**Work order 1**
List every author credited in the paper excerpt below on measuring outdoor media.

**Selected text**
BEGIN
Measuring Outdoor: How Media Research uses Traffic Research to Create a Ratings Currency
Measuring Outdoor: How Media Research Uses Traffic Research to Create a Ratings Currency
James Tobolski, Arbitron, Inc.
William McDonald, Arbitron, Inc.
Joshua Chasin, Warp Speed Marketing, Inc.
September 24, 2003
Measuring Outdoor: How Media Research Uses Traffic Research to Create a Ratings Currency
Section 1. Abstract
The field of traffic research is a high-stakes field populated by a school of serious, dedicated, educated, and passionate researchers. Traffic research is high stakes because, for example, a municipality might choose to undertake a $500 million bond offering to build a new road or bridge based on forecasts of traffic flow throughout a metropolitan or other geographic area.
But traffic research is vastly different from media research, at least as practiced in the US. Perhaps the most dramatic difference is the skew in media research toward primary data collection, whereas in traffic research a large body of empirical data already exists (government traffic counts), so much of the advanced work is done in development and deployment of statistical, predictive models.
END
**Work order 2**
How many lines of the entries below contain the string "rough"? Reply with the number only.

[Recorded data]
BEGIN
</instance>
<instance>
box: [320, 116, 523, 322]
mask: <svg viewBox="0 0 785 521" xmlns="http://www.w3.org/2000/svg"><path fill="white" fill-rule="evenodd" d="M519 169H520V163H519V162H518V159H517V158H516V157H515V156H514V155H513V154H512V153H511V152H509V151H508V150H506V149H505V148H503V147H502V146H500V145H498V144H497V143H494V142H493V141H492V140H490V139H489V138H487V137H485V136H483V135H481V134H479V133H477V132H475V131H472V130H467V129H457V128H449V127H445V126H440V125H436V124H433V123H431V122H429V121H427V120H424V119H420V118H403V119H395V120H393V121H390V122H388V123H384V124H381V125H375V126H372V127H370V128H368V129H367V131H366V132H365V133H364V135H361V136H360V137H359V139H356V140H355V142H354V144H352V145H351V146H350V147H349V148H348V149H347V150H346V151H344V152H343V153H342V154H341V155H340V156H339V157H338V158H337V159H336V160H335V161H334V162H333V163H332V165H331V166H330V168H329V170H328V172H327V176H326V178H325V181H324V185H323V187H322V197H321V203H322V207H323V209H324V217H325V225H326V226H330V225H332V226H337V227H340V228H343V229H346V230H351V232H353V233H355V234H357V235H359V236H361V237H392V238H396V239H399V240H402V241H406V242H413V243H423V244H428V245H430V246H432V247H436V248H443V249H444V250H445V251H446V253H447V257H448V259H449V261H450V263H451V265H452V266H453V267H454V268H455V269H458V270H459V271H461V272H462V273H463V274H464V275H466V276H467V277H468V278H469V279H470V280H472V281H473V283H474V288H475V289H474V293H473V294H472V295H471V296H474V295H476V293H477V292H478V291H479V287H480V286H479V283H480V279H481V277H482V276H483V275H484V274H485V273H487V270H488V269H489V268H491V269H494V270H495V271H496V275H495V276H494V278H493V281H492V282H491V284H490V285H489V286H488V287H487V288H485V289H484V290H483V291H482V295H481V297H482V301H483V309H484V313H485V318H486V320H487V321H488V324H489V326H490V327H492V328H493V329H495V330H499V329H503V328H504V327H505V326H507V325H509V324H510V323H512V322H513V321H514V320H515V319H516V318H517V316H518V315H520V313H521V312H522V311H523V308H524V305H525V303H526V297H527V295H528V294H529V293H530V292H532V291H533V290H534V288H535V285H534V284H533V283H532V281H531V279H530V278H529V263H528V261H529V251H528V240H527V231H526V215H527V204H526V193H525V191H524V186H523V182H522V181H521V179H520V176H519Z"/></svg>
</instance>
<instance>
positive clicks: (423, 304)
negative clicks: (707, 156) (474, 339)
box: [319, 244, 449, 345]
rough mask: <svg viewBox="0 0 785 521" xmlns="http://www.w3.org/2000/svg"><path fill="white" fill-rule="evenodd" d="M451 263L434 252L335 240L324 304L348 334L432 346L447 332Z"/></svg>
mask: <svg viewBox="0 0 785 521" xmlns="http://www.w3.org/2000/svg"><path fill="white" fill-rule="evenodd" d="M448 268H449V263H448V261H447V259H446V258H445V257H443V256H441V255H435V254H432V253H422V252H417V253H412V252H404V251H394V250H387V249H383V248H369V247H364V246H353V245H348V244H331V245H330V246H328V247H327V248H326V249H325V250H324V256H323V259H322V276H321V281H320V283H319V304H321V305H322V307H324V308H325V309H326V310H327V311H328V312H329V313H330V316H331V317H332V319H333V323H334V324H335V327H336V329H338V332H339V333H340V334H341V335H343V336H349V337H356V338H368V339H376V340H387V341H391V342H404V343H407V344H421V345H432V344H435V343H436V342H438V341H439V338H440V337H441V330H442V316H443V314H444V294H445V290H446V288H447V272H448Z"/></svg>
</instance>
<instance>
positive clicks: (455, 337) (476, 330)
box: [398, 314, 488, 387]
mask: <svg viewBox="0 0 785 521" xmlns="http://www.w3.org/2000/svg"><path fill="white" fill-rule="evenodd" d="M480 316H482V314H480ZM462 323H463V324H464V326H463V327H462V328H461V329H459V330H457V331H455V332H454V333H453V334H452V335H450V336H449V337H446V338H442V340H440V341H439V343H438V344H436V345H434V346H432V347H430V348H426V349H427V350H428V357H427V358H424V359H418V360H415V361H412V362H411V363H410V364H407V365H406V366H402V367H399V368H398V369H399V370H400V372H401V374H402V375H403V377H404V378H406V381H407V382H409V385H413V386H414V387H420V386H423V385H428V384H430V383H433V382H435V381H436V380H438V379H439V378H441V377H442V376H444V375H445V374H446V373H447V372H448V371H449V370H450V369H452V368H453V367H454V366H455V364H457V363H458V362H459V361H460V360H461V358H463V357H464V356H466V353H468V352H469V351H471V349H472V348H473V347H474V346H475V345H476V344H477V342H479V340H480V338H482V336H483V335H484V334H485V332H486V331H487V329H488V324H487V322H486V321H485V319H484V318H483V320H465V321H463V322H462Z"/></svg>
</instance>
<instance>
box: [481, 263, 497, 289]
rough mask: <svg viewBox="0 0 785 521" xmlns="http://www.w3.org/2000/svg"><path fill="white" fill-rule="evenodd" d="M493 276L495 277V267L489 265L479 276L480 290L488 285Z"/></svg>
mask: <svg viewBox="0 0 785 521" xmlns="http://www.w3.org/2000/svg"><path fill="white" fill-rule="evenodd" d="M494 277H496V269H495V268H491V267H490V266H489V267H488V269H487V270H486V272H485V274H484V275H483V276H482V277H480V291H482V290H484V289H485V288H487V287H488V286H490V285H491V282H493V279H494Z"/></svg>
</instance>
END
**Answer space 1**
James Tobolski, William McDonald, Joshua Chasin

**Answer space 2**
2